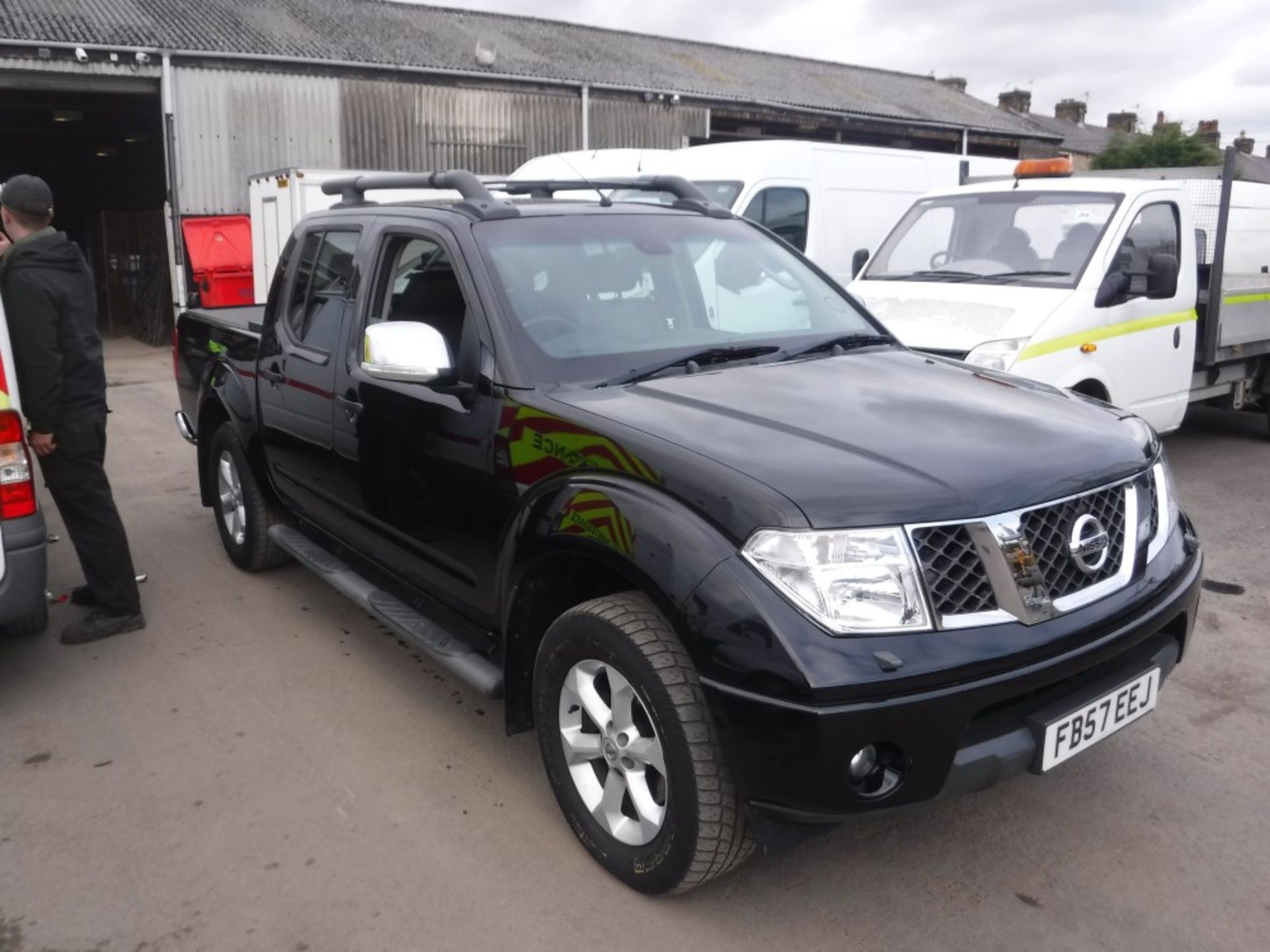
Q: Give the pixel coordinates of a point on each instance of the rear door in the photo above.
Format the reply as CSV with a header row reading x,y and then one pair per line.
x,y
298,370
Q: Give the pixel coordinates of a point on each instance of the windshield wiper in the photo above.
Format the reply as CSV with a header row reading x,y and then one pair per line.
x,y
840,344
925,276
1024,274
712,354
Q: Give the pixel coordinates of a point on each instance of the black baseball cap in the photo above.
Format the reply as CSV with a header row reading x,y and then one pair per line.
x,y
27,194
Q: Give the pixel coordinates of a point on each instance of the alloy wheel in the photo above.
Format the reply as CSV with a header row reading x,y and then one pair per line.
x,y
614,753
230,491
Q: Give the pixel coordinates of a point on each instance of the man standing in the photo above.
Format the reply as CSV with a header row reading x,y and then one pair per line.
x,y
51,307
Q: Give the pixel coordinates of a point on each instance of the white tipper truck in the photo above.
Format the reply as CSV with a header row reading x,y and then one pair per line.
x,y
1146,288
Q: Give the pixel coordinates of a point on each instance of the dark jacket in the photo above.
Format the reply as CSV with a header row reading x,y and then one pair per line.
x,y
51,309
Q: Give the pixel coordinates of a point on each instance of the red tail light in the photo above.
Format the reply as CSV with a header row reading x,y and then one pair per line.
x,y
17,487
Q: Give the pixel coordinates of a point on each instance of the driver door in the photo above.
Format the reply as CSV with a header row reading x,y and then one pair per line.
x,y
417,460
1150,343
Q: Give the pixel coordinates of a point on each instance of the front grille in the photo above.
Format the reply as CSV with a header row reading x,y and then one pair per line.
x,y
955,578
1049,531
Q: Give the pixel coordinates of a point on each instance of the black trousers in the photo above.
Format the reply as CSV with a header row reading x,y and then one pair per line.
x,y
75,475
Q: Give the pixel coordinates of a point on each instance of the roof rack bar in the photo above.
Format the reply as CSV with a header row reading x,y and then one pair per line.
x,y
686,193
476,197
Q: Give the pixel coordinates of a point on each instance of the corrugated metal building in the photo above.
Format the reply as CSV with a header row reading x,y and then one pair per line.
x,y
134,106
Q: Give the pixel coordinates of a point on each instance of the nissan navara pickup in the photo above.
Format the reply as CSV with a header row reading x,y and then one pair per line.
x,y
747,565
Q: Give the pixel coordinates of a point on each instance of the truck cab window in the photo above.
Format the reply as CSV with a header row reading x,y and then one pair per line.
x,y
781,211
418,284
318,294
1155,231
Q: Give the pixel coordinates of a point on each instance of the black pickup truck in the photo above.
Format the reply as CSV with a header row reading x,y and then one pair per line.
x,y
747,565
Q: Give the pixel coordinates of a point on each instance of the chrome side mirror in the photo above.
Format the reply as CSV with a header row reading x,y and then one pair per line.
x,y
405,350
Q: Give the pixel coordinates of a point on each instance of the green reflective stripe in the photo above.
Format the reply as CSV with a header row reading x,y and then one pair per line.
x,y
1115,331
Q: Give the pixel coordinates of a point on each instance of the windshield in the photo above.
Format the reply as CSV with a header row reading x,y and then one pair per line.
x,y
722,192
592,296
1028,238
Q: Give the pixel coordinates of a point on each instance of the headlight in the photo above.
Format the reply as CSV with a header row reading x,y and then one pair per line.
x,y
997,354
851,582
1169,506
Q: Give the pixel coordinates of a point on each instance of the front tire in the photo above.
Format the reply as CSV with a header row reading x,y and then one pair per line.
x,y
243,512
630,749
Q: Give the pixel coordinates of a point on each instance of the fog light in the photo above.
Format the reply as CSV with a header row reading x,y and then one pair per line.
x,y
863,763
876,770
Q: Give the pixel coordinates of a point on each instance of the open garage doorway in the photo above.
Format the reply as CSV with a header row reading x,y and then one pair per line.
x,y
103,155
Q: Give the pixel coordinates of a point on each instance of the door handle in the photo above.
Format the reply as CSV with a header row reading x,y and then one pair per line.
x,y
352,409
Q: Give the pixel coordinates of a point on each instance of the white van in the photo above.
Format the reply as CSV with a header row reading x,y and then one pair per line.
x,y
1146,288
827,200
23,536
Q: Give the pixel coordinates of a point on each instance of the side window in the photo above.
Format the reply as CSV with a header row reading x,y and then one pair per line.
x,y
302,284
417,282
320,288
1155,231
783,211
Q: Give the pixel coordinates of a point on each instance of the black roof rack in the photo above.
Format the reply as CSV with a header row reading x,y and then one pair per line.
x,y
687,196
480,204
476,198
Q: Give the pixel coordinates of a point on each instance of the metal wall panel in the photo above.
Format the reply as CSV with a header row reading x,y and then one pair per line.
x,y
98,75
417,126
626,124
234,124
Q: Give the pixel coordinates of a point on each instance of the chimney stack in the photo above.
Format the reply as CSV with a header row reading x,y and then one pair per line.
x,y
1123,122
1070,110
1016,100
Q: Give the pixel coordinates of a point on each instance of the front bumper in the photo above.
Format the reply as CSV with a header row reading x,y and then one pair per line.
x,y
956,734
22,589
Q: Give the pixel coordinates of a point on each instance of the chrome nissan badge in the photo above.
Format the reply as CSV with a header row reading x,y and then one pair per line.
x,y
1089,545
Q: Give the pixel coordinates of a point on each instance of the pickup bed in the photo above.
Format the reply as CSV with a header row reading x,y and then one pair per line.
x,y
747,565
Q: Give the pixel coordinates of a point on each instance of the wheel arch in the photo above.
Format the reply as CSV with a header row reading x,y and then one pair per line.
x,y
1094,387
585,537
224,399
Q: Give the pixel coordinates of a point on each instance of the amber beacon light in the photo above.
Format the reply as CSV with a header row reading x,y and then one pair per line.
x,y
1044,168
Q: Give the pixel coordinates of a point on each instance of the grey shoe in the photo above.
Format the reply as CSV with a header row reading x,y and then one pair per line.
x,y
98,625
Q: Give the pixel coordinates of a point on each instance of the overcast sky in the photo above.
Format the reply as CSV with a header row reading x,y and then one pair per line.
x,y
1191,59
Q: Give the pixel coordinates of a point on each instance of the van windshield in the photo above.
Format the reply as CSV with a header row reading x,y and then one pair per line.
x,y
589,296
1044,239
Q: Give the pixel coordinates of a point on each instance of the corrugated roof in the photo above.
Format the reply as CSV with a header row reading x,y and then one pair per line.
x,y
1078,136
408,34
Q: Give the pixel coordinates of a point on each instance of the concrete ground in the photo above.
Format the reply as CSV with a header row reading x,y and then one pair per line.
x,y
262,770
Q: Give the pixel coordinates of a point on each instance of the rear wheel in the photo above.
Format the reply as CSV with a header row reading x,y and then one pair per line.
x,y
243,512
630,750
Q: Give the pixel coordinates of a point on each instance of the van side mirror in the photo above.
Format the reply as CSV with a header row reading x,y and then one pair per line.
x,y
409,352
1113,290
859,260
1162,277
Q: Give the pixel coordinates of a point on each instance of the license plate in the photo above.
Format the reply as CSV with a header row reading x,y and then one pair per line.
x,y
1087,725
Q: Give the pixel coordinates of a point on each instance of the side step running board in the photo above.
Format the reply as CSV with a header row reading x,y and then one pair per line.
x,y
452,654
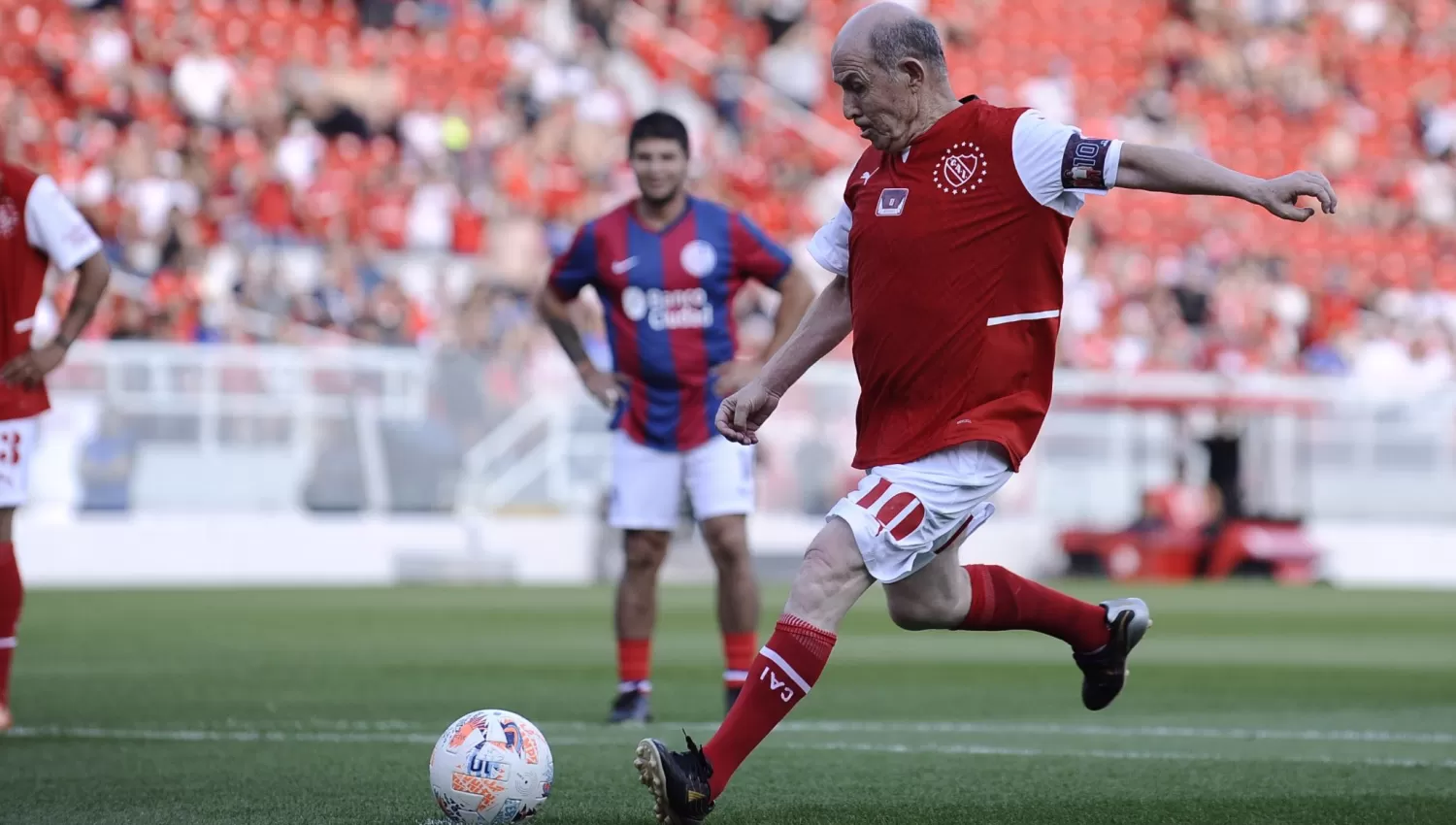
-=-=-=-=-
Exercise
How many lines of the records contain the word "pickup"? Reply with the number alone.

Answer for the task
3